• **Document extract**:
Epilogue

I bequeath myself to the dirt to grow from the grass I love,
If you want me again look for me under your boot-soles.

Walt Whitman, Song of Myself

MY MEDICAL OFFICE is a converted tenement flat on a busy Edinburgh street. The consulting room faces east: on summer mornings it’s luminous and warm, and in winter it’s sepia-toned and cool. A steel sink is set into one corner beneath cupboards stocked with sample bottles, needles and syringes, while in the other corner is a refrigerator for vaccines. There’s an old examination couch behind a curtain, and on it, a pillow and a rolled-up sheet. One wall is lined with bookshelves, while others are decorated with da Vinci’s anatomical drawings, noticeboards and certificates from medical specialist colleges. There’s a chart of the city marked with the boundaries of the practice – a diagrammatic urban anatomy of coloured motorways, rivers and B-roads.

I journey through the body as I listen to my patients’ lungs, manipulate their joints, or gaze in through their pupils, aware not just of each individual and his or her anatomy but the bodies of all those I’ve examined in the past. All of us have landscapes that we consider special: places that are charged with meaning, for which we feel affection or reverence. The body has become that sort of landscape for me; every inch of it is familiar and carries powerful memories.

Imagining the body as a landscape, or as a mirror of the world that sustains us, can be difficult in the centre of a city. In terms of geography my practice area is relatively narrow – it’s still possible to visit all of my patients by bicycle – but the cross section of humanity it encompasses is broad. It takes in streets of opulent wealth as well as housing estates of startling poverty, solid professional quarters as well as the student apartments of a university. To be welcomed equally at the crib of a newborn and in a nursing home, at a four-poster deathbed and in a squalid bedsit, is a rare privilege. My profession is like a passport or skeleton key to open doors ordinarily closed; to stand witness to private suffering and, where possible, ease it. Often even that modest goal is unreachable – for the most part it’s not about dramatically saving lives, but quietly, methodically, trying to postpone death.

In the centre of the district, not far from the clinic, is a graveyard that is held apart from the city by a high wall. A gravel path winds between mature stands of birch, oak, sycamore and pine; their roots cradle the coffins as they crumble back to earth. My visits are snatched moments between house calls and clinics, and I usually have the place to myself. Occasionally I meet a parents’ group out taking a break, like me, from the noise of the city streets. We smile and nod acknowledgement as we pass; toddlers that I’ve met in the clinic run laughing between the stones; babies I’ve checked over are lulled gently to sleep in their prams.

• **Source material**:
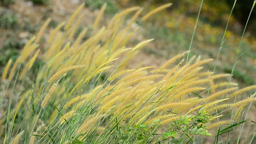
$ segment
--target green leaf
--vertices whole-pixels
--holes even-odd
[[[196,132],[195,133],[195,134],[199,134],[204,129],[203,128],[200,128],[199,129],[197,130]]]
[[[232,124],[232,125],[231,125],[231,126],[229,126],[228,127],[227,127],[227,128],[222,130],[220,131],[219,132],[217,132],[216,134],[218,135],[219,134],[220,134],[222,132],[224,132],[224,131],[225,131],[225,130],[228,130],[228,129],[230,129],[230,128],[231,128],[232,127],[233,127],[234,126],[237,126],[237,125],[238,125],[239,124],[242,124],[243,123],[244,123],[244,122],[247,122],[247,121],[248,121],[248,120],[246,120],[242,121],[242,122],[238,122],[238,123]]]
[[[192,134],[195,134],[196,132],[196,131],[197,130],[197,127],[195,127],[193,129],[192,129],[192,130],[191,130],[191,132]]]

• **Your instructions**:
Using the epilogue, answer:
(a) Which direction does the consulting room face?
(b) By what means is it still possible to visit all the patients in the practice area?
(c) Which trees stand along the gravel path in the graveyard?
The listing comes from a separate source unrelated to the epilogue.

• **Answer space**:
(a) East.
(b) By bicycle.
(c) Birch, oak, sycamore and pine.